Task objective →
Rewrite every line of the records below as a numbered list, omitting any blank lines.

Data entries →
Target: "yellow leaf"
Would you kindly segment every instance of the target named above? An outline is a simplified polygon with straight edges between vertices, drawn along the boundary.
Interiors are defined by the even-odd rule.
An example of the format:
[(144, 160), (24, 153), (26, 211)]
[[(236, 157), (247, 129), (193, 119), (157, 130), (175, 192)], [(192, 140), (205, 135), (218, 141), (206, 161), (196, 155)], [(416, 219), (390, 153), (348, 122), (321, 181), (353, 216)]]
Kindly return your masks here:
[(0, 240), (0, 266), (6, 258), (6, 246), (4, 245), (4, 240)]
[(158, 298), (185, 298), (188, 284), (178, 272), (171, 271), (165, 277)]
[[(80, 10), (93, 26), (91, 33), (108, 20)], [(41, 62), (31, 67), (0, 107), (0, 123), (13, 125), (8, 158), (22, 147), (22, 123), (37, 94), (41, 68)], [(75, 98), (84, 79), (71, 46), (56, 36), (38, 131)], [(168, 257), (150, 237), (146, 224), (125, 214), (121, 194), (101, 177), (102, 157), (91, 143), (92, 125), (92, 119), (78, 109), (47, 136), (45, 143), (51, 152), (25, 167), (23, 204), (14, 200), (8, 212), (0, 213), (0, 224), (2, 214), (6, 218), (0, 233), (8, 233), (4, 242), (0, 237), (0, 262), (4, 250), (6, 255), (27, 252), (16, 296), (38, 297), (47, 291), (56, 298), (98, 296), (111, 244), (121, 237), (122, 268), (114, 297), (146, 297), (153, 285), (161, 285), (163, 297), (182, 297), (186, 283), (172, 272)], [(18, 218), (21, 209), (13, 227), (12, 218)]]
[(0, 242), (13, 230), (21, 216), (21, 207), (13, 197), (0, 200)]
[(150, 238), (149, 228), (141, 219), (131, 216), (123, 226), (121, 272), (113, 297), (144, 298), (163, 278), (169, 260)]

Result below →
1. Target: "yellow leaf"
2. Would you kindly segment every instance of the target named above? An outline is a simplified polygon with straight edges between vertices, drawn along the boundary.
3. Interiors are defined by the even-odd rule.
4. An example of the format:
5. [(144, 160), (24, 153), (26, 211)]
6. [[(236, 157), (247, 129), (193, 119), (157, 130), (175, 192)], [(192, 140), (205, 135), (218, 141), (206, 161), (196, 155)], [(416, 219), (390, 153), (348, 122), (321, 181), (353, 216)]]
7. Kindly return your masks here:
8. [(0, 240), (0, 266), (6, 258), (6, 246), (4, 245), (4, 240)]
9. [(158, 298), (185, 298), (188, 284), (178, 272), (171, 271), (165, 277)]
10. [[(80, 10), (93, 26), (91, 33), (108, 20)], [(41, 62), (31, 67), (0, 107), (0, 123), (13, 125), (8, 158), (22, 147), (22, 123), (37, 94), (41, 68)], [(75, 98), (84, 79), (71, 46), (56, 36), (38, 131)], [(168, 257), (150, 237), (146, 224), (125, 214), (121, 194), (101, 177), (102, 157), (91, 143), (92, 125), (92, 119), (78, 109), (47, 136), (45, 143), (51, 152), (25, 167), (23, 204), (14, 200), (8, 212), (0, 213), (0, 224), (2, 214), (6, 218), (0, 233), (8, 233), (4, 242), (0, 237), (0, 262), (4, 250), (6, 255), (27, 252), (16, 296), (38, 297), (47, 291), (56, 298), (98, 296), (111, 244), (121, 237), (122, 268), (114, 297), (146, 297), (153, 285), (161, 285), (163, 297), (182, 297), (186, 283), (172, 272)], [(18, 218), (21, 209), (13, 227), (12, 218)]]
11. [(0, 242), (13, 230), (21, 216), (21, 207), (13, 197), (0, 200)]
12. [(150, 238), (149, 228), (141, 219), (131, 216), (123, 226), (121, 272), (113, 297), (144, 298), (163, 278), (169, 260)]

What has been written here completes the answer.